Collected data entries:
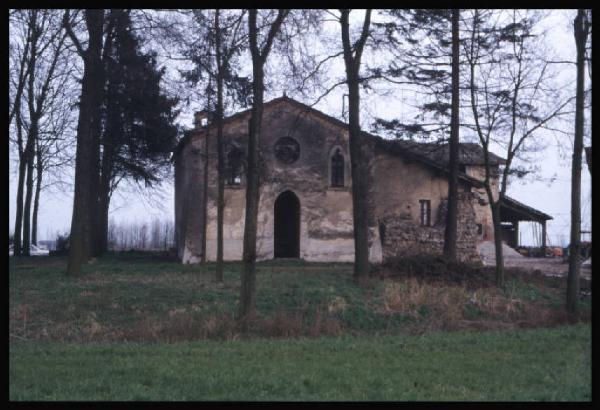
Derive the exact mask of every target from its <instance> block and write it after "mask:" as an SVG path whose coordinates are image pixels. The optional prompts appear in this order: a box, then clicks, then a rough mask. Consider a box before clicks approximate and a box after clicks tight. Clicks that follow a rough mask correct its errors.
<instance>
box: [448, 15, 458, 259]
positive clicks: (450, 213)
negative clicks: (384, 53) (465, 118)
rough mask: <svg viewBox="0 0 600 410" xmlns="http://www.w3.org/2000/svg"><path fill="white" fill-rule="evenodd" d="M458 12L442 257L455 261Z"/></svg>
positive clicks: (456, 219) (455, 16) (452, 92)
mask: <svg viewBox="0 0 600 410" xmlns="http://www.w3.org/2000/svg"><path fill="white" fill-rule="evenodd" d="M459 15H460V10H458V9H453V10H452V119H451V125H450V149H449V156H450V158H449V168H450V174H449V175H448V212H447V214H446V229H445V231H444V256H445V257H446V259H448V260H450V261H452V262H455V261H456V241H457V220H458V150H459V144H460V142H459V117H458V110H459V105H460V101H459V86H460V84H459V82H460V79H459V69H460V68H459V41H460V40H459V34H458V21H459Z"/></svg>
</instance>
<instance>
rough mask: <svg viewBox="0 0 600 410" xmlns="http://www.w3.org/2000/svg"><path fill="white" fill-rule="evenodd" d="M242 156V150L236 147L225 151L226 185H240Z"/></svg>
mask: <svg viewBox="0 0 600 410" xmlns="http://www.w3.org/2000/svg"><path fill="white" fill-rule="evenodd" d="M242 156H243V153H242V151H241V150H240V149H239V148H236V147H234V148H232V149H231V150H229V152H228V153H227V178H226V181H227V185H241V183H242Z"/></svg>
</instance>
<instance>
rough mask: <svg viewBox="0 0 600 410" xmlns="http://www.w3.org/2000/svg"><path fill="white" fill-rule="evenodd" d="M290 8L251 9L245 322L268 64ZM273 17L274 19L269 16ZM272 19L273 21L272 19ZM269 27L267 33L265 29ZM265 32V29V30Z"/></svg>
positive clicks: (245, 275) (249, 309) (249, 277)
mask: <svg viewBox="0 0 600 410" xmlns="http://www.w3.org/2000/svg"><path fill="white" fill-rule="evenodd" d="M288 13H289V10H282V9H280V10H277V13H276V15H275V17H274V18H273V17H272V14H273V13H272V12H271V11H268V12H264V13H261V17H262V18H261V19H260V20H262V21H260V22H258V21H257V20H259V19H258V17H259V16H258V15H259V13H258V10H256V9H251V10H249V11H248V33H249V43H250V53H251V55H252V95H253V100H252V111H251V117H250V124H249V133H248V158H247V164H248V167H247V173H246V215H245V221H244V244H243V271H242V281H241V288H240V306H239V319H240V320H241V321H245V319H246V318H247V317H248V315H249V314H250V313H251V312H252V311H253V310H254V293H255V280H256V230H257V217H258V203H259V198H260V196H259V195H260V191H259V189H260V178H259V148H258V147H259V143H260V128H261V122H262V113H263V101H264V65H265V63H266V61H267V57H268V56H269V52H270V51H271V47H272V45H273V41H274V39H275V36H276V35H277V32H278V31H279V28H280V27H281V24H282V23H283V21H284V19H285V18H286V16H287V15H288ZM269 17H271V18H269ZM269 20H271V21H269ZM262 27H265V28H266V33H265V32H264V31H263V30H261V28H262ZM261 31H263V32H261ZM261 38H262V41H261Z"/></svg>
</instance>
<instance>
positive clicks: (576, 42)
mask: <svg viewBox="0 0 600 410" xmlns="http://www.w3.org/2000/svg"><path fill="white" fill-rule="evenodd" d="M587 25H588V21H587V19H586V12H585V10H582V9H579V10H578V12H577V17H576V18H575V27H574V35H575V45H576V47H577V93H576V96H575V141H574V146H573V161H572V168H571V244H570V247H569V275H568V278H567V311H568V312H569V313H572V314H575V313H577V310H578V306H577V297H578V296H579V274H580V270H581V156H582V151H583V124H584V121H585V119H584V99H585V95H584V85H585V84H584V81H585V78H584V70H585V44H586V42H587V36H588V26H587Z"/></svg>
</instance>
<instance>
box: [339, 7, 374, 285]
mask: <svg viewBox="0 0 600 410" xmlns="http://www.w3.org/2000/svg"><path fill="white" fill-rule="evenodd" d="M341 13H342V16H341V19H340V23H341V26H342V43H343V47H344V62H345V65H346V83H347V84H348V118H349V130H348V134H349V145H350V164H351V175H352V210H353V212H352V213H353V226H354V274H353V278H354V280H355V281H356V282H357V283H361V284H363V283H364V282H366V280H367V278H368V275H369V270H370V266H369V228H368V203H367V195H368V178H369V169H368V166H367V163H366V162H367V161H366V160H367V157H366V155H365V152H364V151H365V147H364V146H363V145H364V144H363V142H362V136H361V129H360V92H359V81H360V74H359V73H360V60H361V56H362V50H363V46H364V42H365V41H366V37H367V34H368V31H369V25H370V17H371V10H367V12H366V16H365V22H364V24H363V30H362V35H361V38H360V39H359V40H358V41H357V42H356V44H355V45H354V47H352V46H351V44H350V27H349V26H350V24H349V14H350V11H349V10H341ZM353 53H354V55H353Z"/></svg>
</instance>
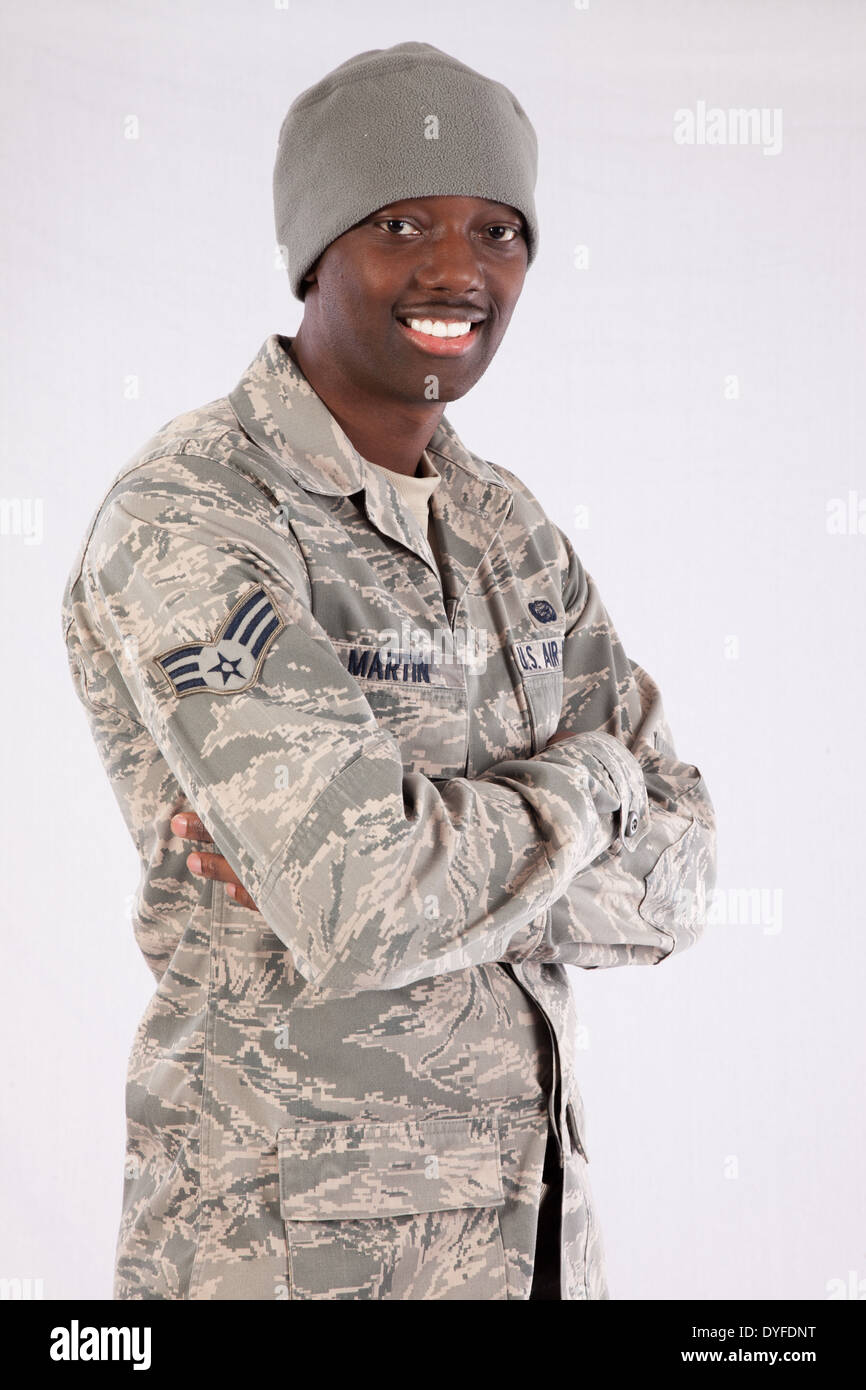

◆ **YOUR TASK**: List each line of the entries above that contains the string "positive".

◆ **RESULT OF THIS TASK**:
positive clicks: (450, 213)
positive clicks: (456, 219) (455, 16) (452, 92)
positive clicks: (245, 275) (249, 309) (249, 277)
positive clicks: (576, 42)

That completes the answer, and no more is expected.